Idee
originali per il lavoro in carcere: a Treviso si costruiscono nidi
La
scelta è stata quella di sviluppare prodotti per alcune nicchie di mercato,
perché non vale la pena proiettarsi in segmenti dove la concorrenza è troppo
forte
Intervisti
a cura di Paola Marchetti
A
Treviso tra le altre c’è un’attività molto particolare: la costruzione di
nidi. Ne abbiamo parlato con Igor De Polo, responsabile dell’area
occupazionale della Casa Circondariale Santa Bona di Treviso per conto della
Cooperativa Alternativa e della Cooperativa Alternativa Ambiente, che hanno
“costruito” un polo occupazionale a Santa Bona fatto di più laboratori che
fanno attività di tipo diverso ma tutte poi spendibili sul mercato del lavoro.
Il tutto è frutto di una squadra di professionisti, operatori e tecnici che
costantemente seguono le attività occupazionali e i percorsi riabilitativi.
Prima
di tutto, qual è la vostra attività principale, oppure le vostre attività
principali?
Si
tratta di un polo occupazionale composto da più laboratori interni al carcere,
c’è una falegnameria, il cui settore di sviluppo è principalmente
l’apicoltura, inoltre costruiamo nidi artificiali. Noi, sei anni fa, quando
siamo ripartiti con le attività all’interno della Casa circondariale, abbiamo
fatto la scelta di sviluppare prodotti per alcune nicchie di mercato, perché
proiettarsi in segmenti come i mobili dell’arte povera, dove la concorrenza è
più forte, sarebbe stato insostenibile per noi, che non abbiamo le capacità
economiche e strutturali per inserirci in un segmento del genere.
Lei
mi ha detto “quando abbiamo ricominciato sei anni fa”: cosa significa?
++++++
▸ ISTRUZIONE SCRITTA
Nel passo dell'intervista sul lavoro nel carcere di Treviso compreso tra "Il tutto è frutto" e "segmento del genere.", estremi inclusi, sostituisci "falegnameria" con "officina" e riporta il passo così modificato. Le voci sono materiale a sé, distinto dall'intervista.

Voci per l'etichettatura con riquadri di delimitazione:
++++++
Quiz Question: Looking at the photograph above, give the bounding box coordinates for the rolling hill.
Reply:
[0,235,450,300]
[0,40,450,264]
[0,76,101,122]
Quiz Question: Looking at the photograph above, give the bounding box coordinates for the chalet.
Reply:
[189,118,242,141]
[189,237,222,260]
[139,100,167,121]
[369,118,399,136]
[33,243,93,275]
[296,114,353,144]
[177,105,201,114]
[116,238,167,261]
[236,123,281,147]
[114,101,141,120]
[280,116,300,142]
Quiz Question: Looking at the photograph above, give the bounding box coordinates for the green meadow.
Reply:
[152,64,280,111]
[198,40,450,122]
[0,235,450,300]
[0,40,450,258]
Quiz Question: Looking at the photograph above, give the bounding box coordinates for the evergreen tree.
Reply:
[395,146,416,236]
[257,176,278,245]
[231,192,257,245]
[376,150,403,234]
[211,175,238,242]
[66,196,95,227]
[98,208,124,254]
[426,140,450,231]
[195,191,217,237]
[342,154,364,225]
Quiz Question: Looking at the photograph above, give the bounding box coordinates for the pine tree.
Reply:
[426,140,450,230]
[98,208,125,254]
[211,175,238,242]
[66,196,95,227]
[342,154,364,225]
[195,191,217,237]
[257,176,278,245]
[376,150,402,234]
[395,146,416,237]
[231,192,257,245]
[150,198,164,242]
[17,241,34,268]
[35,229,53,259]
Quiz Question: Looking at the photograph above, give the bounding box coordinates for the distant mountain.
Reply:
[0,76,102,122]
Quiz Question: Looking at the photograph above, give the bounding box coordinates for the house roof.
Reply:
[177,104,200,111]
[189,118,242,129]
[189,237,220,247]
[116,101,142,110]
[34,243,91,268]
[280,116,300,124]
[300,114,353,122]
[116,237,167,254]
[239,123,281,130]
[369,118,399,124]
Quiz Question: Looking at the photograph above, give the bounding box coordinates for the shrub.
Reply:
++++++
▸ RISPOSTA COMPLETA
Il tutto è frutto di una squadra di professionisti, operatori e tecnici che
costantemente seguono le attività occupazionali e i percorsi riabilitativi.
Prima
di tutto, qual è la vostra attività principale, oppure le vostre attività
principali?
Si
tratta di un polo occupazionale composto da più laboratori interni al carcere,
c’è una officina, il cui settore di sviluppo è principalmente
l’apicoltura, inoltre costruiamo nidi artificiali. Noi, sei anni fa, quando
siamo ripartiti con le attività all’interno della Casa circondariale, abbiamo
fatto la scelta di sviluppare prodotti per alcune nicchie di mercato, perché
proiettarsi in segmenti come i mobili dell’arte povera, dove la concorrenza è
più forte, sarebbe stato insostenibile per noi, che non abbiamo le capacità
economiche e strutturali per inserirci in un segmento del genere.